(Exercise aim) Show each line of the records in which the word "jersey" occurs.

(Dataset content)

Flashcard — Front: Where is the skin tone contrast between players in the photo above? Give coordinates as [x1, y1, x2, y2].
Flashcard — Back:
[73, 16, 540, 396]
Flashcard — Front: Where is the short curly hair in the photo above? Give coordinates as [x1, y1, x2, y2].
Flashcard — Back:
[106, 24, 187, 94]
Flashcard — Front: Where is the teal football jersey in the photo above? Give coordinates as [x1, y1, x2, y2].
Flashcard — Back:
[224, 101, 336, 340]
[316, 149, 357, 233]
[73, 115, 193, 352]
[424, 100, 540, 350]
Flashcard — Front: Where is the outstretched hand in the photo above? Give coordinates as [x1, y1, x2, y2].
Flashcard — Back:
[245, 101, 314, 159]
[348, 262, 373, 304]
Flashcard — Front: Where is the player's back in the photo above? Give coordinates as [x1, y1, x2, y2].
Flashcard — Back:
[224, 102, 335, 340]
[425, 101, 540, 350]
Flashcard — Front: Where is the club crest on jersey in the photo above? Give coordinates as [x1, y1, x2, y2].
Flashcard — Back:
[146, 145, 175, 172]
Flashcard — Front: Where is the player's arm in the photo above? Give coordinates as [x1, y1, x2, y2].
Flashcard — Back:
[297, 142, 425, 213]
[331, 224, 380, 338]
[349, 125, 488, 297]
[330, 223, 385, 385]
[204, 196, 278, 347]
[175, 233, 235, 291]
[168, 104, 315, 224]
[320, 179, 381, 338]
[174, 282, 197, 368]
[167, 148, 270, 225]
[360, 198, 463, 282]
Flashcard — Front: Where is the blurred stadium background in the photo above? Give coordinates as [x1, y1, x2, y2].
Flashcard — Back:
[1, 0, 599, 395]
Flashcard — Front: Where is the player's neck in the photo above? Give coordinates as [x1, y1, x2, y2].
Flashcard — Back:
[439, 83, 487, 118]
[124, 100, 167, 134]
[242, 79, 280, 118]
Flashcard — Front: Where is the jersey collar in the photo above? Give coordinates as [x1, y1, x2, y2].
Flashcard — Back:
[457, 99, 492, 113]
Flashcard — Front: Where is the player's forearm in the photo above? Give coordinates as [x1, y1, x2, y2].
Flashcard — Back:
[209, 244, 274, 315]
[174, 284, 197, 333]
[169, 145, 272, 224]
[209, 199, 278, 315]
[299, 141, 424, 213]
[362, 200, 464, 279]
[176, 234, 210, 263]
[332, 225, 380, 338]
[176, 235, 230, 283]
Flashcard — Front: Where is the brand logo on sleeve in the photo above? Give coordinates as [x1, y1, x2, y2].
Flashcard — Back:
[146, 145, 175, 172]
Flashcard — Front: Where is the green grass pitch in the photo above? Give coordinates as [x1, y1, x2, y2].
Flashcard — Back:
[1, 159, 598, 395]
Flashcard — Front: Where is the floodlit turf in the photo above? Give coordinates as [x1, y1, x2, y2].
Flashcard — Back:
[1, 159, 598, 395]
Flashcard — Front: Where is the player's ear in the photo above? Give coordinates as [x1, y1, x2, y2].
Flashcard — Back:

(Reply)
Flashcard — Front: Where is the teal football jersey in the photo above? Give coordinates as [x1, y1, x2, y2].
Flashcard — Front: Where is the club crest on jersey in the photo above? Give coordinates as [x1, y1, x2, y2].
Flashcard — Front: Where is the jersey collar in the photo above? Give coordinates as [x1, y1, x2, y2].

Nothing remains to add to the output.